## PASSAGE
Robinson tells us that Colombia needs to do something now to avoid committing the same mistakes...to avoid leaving both ex-combatants and the communities they control behind.

Close to 20% of the FARC´s 8,000 rank-and-file members could form breakaway groups. In places like the provinces of Arauca on the northern border with Venezuela and Nariño on the southern border with Ecuador, the Colombian state has no real territorial control.

In a phone conversation with Antonio Navarro Wolf, a former M-19 guerrilla leader-turned Governor of Nariño, he told us that the Interior Ministry needs to begin now to use rural police instead of military soldiers. "The skills of ex-FARC guerrillas should certainly be used positively to provide intelligence to these police units," he says.

Duplicity

The benign duplicity of Republican leadership was one of the keys to the success of the peace process in Ireland, with hardliners being told one thing, and moderates another. This was combined with heavy engagement with local leaders and commanders throughout the process in order to keep as many on side as possible.

## WORK INSTRUCTION
Extend the passage on Colombia's peace process with the FARC, beginning right after its final sentence. The listing that comes next has no connection to the passage on Colombia's peace process with the FARC.

## RECORDED DATA
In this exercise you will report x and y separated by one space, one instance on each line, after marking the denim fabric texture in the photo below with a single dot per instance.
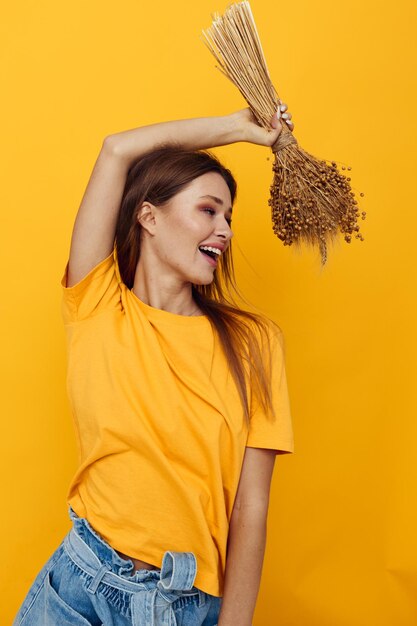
86 583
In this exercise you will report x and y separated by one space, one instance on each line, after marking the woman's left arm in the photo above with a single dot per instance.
247 538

## RESPONSE AREA
In this way each split, in 1986, 1997 and 2006 was kept relatively small. Even with the establishment of the so called 'New IRA', Republican splinter groups are still highly divided, with the Continuity IRA and Óglaigh na hÉireann refusing to join the new outfit and Republicans refusing to share the same landings in prison.

Just as the provisional movement had to contend with smaller organisations such as the Real and Continuity IRA poaching their members as they walked the road of peace, existing transnational crime syndicates, called the BACRIM, are pulling FARC members into their criminal ranks to boost their drug trafficking operations.

Over the last 2 to 3 years, the basic agreement has been that the FARC sell coca base to the BACRIM and these groups supply the guerrillas with not only money but also weapons.

One of the major differences between the FARC and the Provisional IRA comes down to the massive financial resources available to the rebels. According to Jeremy McDermott, Director of Insight Crime, a Medellín-based independent research institution, they have hundreds of millions of dollars at their disposal each year.

With this kind of financial leverage, local front commanders disconnected and uncertain about the peace talks can afford to deviate from the FARC´s central command.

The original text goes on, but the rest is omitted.